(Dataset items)

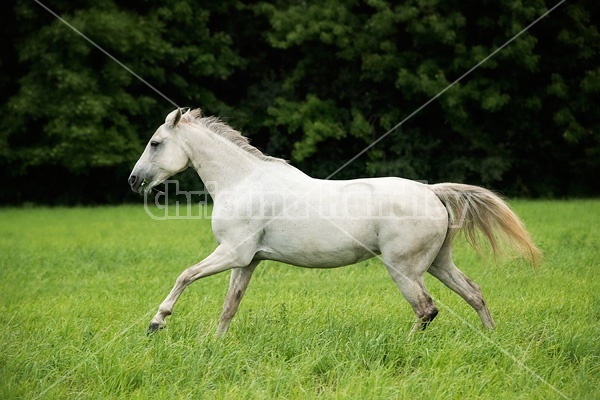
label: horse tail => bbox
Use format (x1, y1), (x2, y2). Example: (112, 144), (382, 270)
(430, 183), (541, 268)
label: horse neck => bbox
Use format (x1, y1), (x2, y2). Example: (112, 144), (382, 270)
(179, 125), (268, 197)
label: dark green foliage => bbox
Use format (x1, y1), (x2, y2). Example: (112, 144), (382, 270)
(1, 0), (598, 203)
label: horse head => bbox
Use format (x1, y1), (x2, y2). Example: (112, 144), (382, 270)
(128, 108), (190, 194)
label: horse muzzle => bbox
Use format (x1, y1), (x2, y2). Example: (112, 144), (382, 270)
(128, 174), (145, 194)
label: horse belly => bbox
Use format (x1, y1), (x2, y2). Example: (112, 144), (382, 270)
(256, 220), (380, 268)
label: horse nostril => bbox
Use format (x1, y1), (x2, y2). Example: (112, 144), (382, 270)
(128, 175), (137, 186)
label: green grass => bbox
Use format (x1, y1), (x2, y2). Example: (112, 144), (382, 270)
(0, 201), (598, 399)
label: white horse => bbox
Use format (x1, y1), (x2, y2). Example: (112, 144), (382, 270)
(129, 108), (540, 335)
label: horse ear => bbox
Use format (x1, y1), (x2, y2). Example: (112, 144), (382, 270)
(165, 108), (182, 128)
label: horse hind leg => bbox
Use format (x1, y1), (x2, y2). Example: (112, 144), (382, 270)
(428, 244), (495, 329)
(382, 255), (440, 334)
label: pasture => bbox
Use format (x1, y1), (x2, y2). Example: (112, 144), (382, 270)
(0, 200), (598, 399)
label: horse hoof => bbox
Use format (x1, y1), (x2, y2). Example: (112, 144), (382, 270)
(147, 322), (164, 335)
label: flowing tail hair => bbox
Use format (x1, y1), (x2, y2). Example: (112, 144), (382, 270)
(430, 183), (542, 267)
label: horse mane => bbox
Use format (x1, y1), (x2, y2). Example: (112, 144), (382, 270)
(182, 108), (288, 164)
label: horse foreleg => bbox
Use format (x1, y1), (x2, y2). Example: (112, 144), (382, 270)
(216, 261), (259, 337)
(148, 244), (242, 334)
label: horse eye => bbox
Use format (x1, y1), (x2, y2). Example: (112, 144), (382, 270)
(150, 141), (160, 148)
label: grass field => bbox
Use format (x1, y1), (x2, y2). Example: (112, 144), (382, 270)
(0, 200), (598, 399)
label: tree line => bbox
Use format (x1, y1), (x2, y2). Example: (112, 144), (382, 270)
(1, 0), (599, 204)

> _Your assignment_
Return every entry word for word, leaving the pictures out.

> _Task output_
label: horse tail => bbox
Use format (x1, y1), (x2, y2). Example: (112, 144), (382, 270)
(430, 183), (541, 268)
label: horse neck => bbox
Use format (x1, y1), (x2, y2). Example: (112, 144), (382, 270)
(179, 125), (268, 197)
label: dark green foliage => bbox
Use format (x1, y1), (x2, y2). Example: (112, 144), (382, 270)
(1, 0), (598, 203)
label: horse head => bbox
Use format (x1, y1), (x2, y2). Example: (112, 144), (382, 270)
(128, 108), (190, 194)
label: horse muzzle => bbox
Use format (x1, y1), (x2, y2). Example: (112, 144), (382, 270)
(128, 174), (145, 194)
label: horse belly => bbox
Use format (x1, y1), (x2, y2). Example: (112, 144), (382, 270)
(256, 220), (380, 268)
label: horse nostril => bbox
Use format (x1, y1), (x2, y2). Example: (112, 144), (382, 270)
(128, 175), (137, 186)
label: green grass => bbox
Use format (x1, y1), (x2, y2). Example: (112, 144), (382, 270)
(0, 201), (598, 399)
label: white horse => bbox
Use format (x1, y1), (x2, y2). Example: (112, 144), (382, 270)
(129, 108), (540, 335)
label: horse ear => bbox
Use format (x1, y1), (x2, y2). Example: (112, 144), (382, 270)
(165, 108), (182, 128)
label: horse hind leg => bbox
Use format (x1, y1), (x2, y2). Example: (112, 144), (382, 270)
(428, 244), (495, 329)
(382, 255), (440, 334)
label: pasture => bbox
Use format (x1, y1), (x2, y2). Example: (112, 144), (382, 270)
(0, 200), (598, 399)
label: horse hoof => bbox
Use format (x1, y1), (x2, y2). Example: (112, 144), (382, 270)
(147, 322), (164, 335)
label: flowing tail hair => bbox
Use format (x1, y1), (x2, y2). Example: (112, 144), (382, 270)
(430, 183), (542, 267)
label: horse mane => bbox
Use format (x1, y1), (x2, y2). Example: (112, 144), (382, 270)
(182, 108), (288, 164)
label: horse foreleg => bbox
Use format (x1, y1), (x2, y2). Example: (112, 144), (382, 270)
(216, 261), (259, 337)
(148, 244), (242, 334)
label: horse eye => bbox
Use format (x1, y1), (x2, y2). Example: (112, 144), (382, 270)
(150, 141), (160, 148)
label: grass field => bbox
Use format (x1, y1), (x2, y2). Example: (112, 144), (382, 270)
(0, 200), (598, 399)
label: tree line => bbox
Use format (x1, y1), (x2, y2). Example: (112, 144), (382, 270)
(1, 0), (599, 204)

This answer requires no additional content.